Task to complete: In the records below, take the line containing "Target: crowd of spectators" and reproduce it and every subsequent line exactly, adding nothing.

[Stored data entries]
::::
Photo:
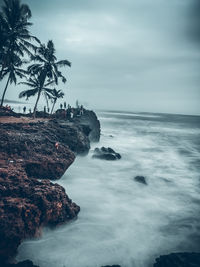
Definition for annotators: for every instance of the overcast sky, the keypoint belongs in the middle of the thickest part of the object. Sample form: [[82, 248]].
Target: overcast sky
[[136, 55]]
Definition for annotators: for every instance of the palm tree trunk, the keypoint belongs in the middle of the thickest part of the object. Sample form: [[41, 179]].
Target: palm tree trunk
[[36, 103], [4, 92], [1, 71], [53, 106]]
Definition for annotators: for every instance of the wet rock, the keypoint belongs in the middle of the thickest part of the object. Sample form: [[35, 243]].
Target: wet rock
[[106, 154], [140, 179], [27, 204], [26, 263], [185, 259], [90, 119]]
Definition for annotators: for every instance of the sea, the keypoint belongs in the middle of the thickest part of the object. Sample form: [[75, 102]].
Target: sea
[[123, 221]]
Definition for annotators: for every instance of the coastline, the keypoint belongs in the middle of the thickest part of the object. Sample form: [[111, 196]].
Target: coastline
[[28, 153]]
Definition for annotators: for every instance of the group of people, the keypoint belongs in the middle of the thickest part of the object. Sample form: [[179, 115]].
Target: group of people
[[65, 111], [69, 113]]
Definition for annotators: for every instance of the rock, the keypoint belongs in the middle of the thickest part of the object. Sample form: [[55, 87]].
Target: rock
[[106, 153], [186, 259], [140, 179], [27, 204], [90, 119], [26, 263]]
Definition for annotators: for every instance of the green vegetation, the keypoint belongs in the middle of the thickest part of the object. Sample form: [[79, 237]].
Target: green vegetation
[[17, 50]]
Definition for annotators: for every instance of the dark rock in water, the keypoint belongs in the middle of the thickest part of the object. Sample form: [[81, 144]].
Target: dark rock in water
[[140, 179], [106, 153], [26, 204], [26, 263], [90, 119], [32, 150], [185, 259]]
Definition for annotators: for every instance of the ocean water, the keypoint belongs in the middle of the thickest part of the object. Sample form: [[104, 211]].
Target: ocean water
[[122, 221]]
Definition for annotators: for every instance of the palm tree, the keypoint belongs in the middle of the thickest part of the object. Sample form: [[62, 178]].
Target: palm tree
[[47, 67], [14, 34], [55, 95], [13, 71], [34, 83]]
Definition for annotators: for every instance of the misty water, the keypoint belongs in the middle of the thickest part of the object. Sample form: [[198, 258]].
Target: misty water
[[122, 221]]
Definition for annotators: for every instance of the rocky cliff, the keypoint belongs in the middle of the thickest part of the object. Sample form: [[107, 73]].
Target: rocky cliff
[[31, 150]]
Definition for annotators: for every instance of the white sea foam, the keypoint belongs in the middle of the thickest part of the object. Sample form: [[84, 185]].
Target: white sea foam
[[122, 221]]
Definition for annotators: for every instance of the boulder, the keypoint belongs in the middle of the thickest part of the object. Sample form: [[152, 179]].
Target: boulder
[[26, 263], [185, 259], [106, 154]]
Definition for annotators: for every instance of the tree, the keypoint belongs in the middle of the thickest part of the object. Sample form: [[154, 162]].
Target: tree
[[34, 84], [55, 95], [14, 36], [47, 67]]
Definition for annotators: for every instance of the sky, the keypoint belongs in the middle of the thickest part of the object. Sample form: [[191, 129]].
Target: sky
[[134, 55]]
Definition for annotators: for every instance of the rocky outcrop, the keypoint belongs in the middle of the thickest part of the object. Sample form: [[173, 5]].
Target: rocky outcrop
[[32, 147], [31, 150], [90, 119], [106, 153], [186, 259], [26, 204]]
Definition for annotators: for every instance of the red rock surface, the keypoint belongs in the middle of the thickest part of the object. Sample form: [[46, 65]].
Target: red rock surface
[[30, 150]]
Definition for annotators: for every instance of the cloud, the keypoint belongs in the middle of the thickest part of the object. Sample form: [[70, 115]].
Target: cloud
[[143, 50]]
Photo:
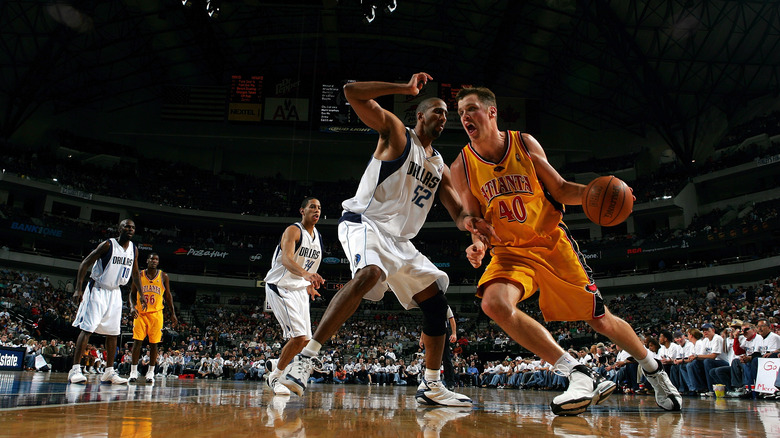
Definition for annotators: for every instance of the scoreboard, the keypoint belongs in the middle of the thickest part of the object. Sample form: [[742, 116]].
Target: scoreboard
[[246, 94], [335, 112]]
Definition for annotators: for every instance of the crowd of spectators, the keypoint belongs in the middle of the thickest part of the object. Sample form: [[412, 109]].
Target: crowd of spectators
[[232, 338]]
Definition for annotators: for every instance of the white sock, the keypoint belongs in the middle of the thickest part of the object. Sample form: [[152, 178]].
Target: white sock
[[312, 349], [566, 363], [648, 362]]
::::
Output below:
Target: crowd of spectators
[[232, 338]]
Definition for annotators: for every instance of the white sock, the keypoint belongs in the middle of the thickest part of the object. Sample form: [[152, 178]].
Target: white sock
[[312, 349], [566, 363], [648, 362]]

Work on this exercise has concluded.